> [AIM OF THE EXERCISE] Once the line with "written like (105,333)." is found in the data, output it and each following line exactly, up to and including the line with "written like (21,48).", and nothing before or after.

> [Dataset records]
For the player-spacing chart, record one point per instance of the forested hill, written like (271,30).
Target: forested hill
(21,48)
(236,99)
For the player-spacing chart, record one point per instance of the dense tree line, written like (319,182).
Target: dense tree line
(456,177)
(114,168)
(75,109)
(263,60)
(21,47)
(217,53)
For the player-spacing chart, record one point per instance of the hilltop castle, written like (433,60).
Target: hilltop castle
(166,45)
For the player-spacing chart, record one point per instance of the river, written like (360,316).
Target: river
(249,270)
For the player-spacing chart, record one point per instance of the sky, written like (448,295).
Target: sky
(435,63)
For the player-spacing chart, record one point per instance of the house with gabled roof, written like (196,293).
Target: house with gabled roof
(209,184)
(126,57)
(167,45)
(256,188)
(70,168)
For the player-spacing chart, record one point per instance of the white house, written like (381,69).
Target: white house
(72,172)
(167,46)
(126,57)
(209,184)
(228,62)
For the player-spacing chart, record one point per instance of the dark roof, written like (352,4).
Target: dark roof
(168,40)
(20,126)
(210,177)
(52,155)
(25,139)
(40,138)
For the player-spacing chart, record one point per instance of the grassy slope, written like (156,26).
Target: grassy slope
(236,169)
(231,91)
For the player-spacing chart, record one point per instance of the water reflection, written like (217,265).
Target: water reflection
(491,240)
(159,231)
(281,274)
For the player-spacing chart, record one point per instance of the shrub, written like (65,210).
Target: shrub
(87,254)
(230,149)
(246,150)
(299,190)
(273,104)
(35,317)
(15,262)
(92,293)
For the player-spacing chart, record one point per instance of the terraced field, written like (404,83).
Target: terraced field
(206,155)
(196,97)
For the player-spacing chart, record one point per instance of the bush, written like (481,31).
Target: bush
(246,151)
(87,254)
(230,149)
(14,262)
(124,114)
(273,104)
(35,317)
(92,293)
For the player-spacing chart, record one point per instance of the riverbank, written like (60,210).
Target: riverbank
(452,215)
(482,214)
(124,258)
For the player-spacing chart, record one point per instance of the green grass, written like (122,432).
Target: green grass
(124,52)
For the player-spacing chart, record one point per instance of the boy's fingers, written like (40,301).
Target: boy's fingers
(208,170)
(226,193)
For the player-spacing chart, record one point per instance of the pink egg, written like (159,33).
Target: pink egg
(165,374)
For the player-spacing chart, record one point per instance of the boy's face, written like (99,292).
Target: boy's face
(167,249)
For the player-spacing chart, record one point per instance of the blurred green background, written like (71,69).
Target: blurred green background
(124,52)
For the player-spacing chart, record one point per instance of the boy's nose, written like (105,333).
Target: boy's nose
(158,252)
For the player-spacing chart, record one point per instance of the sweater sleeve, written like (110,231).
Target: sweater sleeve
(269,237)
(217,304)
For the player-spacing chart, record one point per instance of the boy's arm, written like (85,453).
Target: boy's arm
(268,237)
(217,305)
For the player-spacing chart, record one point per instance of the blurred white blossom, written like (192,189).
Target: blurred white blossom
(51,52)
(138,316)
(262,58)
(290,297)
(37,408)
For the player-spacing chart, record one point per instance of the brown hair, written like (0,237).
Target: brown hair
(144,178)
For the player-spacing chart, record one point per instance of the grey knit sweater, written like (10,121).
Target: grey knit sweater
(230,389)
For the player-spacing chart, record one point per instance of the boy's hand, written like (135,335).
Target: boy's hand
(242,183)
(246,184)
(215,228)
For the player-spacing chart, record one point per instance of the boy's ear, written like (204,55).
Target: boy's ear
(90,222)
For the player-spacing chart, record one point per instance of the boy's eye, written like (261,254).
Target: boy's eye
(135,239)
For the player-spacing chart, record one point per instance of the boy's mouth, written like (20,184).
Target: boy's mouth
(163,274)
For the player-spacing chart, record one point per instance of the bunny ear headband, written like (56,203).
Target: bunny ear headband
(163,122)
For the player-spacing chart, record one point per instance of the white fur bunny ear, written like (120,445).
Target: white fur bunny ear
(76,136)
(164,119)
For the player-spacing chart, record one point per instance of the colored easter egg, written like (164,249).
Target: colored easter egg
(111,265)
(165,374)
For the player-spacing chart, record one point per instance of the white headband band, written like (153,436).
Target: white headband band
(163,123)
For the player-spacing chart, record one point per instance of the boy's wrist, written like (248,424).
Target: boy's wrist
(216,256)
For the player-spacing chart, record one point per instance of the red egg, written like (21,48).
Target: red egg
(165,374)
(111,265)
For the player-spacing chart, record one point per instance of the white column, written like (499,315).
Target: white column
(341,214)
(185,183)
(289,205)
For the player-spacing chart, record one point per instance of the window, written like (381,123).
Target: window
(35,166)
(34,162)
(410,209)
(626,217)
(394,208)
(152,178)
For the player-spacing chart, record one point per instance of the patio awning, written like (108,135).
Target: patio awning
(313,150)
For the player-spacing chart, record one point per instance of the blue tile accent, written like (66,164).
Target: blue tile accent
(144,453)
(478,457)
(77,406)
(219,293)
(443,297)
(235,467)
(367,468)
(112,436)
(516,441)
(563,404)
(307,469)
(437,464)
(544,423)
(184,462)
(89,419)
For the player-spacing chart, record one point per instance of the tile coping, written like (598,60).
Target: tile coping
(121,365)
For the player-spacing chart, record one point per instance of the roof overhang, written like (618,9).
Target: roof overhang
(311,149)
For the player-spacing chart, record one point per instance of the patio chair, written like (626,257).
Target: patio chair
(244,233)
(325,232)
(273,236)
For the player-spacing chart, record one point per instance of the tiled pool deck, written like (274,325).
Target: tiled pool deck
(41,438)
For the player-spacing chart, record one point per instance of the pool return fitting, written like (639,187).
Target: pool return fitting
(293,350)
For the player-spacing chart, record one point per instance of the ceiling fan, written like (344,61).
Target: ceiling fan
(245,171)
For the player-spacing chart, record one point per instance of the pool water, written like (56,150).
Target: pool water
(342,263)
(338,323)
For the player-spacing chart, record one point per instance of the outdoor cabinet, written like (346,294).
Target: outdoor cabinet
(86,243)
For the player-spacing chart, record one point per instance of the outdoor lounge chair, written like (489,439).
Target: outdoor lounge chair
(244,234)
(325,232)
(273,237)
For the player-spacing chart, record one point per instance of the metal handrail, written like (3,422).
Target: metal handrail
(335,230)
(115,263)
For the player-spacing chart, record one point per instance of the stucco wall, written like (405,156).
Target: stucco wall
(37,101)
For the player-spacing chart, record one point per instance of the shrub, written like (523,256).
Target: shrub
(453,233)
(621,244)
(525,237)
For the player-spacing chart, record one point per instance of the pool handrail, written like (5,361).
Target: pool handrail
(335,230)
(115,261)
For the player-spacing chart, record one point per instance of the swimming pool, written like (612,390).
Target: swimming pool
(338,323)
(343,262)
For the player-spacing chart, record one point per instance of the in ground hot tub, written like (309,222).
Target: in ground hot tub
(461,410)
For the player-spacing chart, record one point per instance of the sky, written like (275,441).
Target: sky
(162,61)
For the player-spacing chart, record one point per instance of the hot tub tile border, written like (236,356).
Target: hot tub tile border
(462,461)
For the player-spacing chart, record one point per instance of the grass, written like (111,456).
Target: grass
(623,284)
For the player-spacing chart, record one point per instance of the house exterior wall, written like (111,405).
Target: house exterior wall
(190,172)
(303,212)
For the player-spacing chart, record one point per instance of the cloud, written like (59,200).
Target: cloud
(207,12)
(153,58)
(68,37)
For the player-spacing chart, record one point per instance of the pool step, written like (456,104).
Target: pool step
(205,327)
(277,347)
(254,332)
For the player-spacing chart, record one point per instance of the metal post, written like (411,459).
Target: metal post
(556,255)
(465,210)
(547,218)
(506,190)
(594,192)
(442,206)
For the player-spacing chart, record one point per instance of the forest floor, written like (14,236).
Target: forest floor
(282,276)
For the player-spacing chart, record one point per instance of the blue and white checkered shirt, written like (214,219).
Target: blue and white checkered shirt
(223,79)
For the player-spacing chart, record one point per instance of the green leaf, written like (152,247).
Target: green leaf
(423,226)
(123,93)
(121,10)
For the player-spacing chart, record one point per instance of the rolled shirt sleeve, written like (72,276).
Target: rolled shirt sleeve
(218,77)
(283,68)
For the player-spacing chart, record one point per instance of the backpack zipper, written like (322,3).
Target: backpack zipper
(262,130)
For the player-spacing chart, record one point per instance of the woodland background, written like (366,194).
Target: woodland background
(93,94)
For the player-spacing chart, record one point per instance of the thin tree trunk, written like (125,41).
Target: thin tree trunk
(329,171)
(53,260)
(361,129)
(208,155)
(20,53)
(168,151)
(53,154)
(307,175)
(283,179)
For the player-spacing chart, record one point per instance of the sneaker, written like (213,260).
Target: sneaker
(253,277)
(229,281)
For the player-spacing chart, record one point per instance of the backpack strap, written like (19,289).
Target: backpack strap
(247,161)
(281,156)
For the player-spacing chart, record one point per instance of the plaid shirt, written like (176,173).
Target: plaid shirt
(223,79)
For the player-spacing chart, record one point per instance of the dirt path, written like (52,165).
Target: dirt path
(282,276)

> [WRITTEN SOLUTION]
For the player-spacing chart, record one point per instance of the boy's nose, written like (105,333).
Target: boy's nose
(158,252)
For the player-spacing chart, record one point per instance of the sweater sleeve, written like (110,231).
Target: sweater sleeve
(269,237)
(217,304)
For the player-spacing chart, record one point per instance of the boy's arm, written like (85,453).
Target: boy's arm
(268,237)
(217,305)
For the player-spacing chart, record one point per instance of the blurred white blossom, written like (192,189).
Target: blurred white blossom
(51,52)
(138,316)
(262,58)
(290,297)
(37,408)
For the player-spacing chart, record one point per instance of the brown hair, written like (0,237).
Target: brown hair
(144,178)
For the player-spacing chart, record one point per instance of the grey knit sweater, written like (10,121).
Target: grey knit sweater
(230,389)
For the player-spacing chart, record one point per instance of the boy's hand, written like (135,335).
Target: boy's hand
(242,183)
(246,184)
(215,228)
For the player-spacing chart, record one point per instance of the boy's ear, written like (204,55).
Target: boy's ear
(90,222)
For the player-spacing chart, record one point per instance of the boy's eye, written like (261,254).
Target: boy's eye
(135,239)
For the player-spacing chart, record one point per instance of the boy's mouth, written like (20,184).
Target: boy's mouth
(163,274)
For the player-spacing chart, record one point per instance of the bunny ear headband, written like (56,203).
Target: bunny ear headband
(163,122)
For the player-spacing chart, record one point per instance of the white fur bunny ear, written like (120,445).
Target: white fur bunny ear
(76,136)
(164,119)
For the player-spacing chart, record one point per instance of the colored easter egg, written like (164,249).
Target: colored easter egg
(111,265)
(165,374)
For the player-spacing chart, record one point per instance of the white headband band, written like (153,436).
Target: white headband band
(163,123)
For the player-spacing chart, record one point per instance of the boy's wrist, written like (248,424).
Target: boy's wrist
(216,256)
For the player-spacing chart, record one point per instance of the red egg, written like (21,48).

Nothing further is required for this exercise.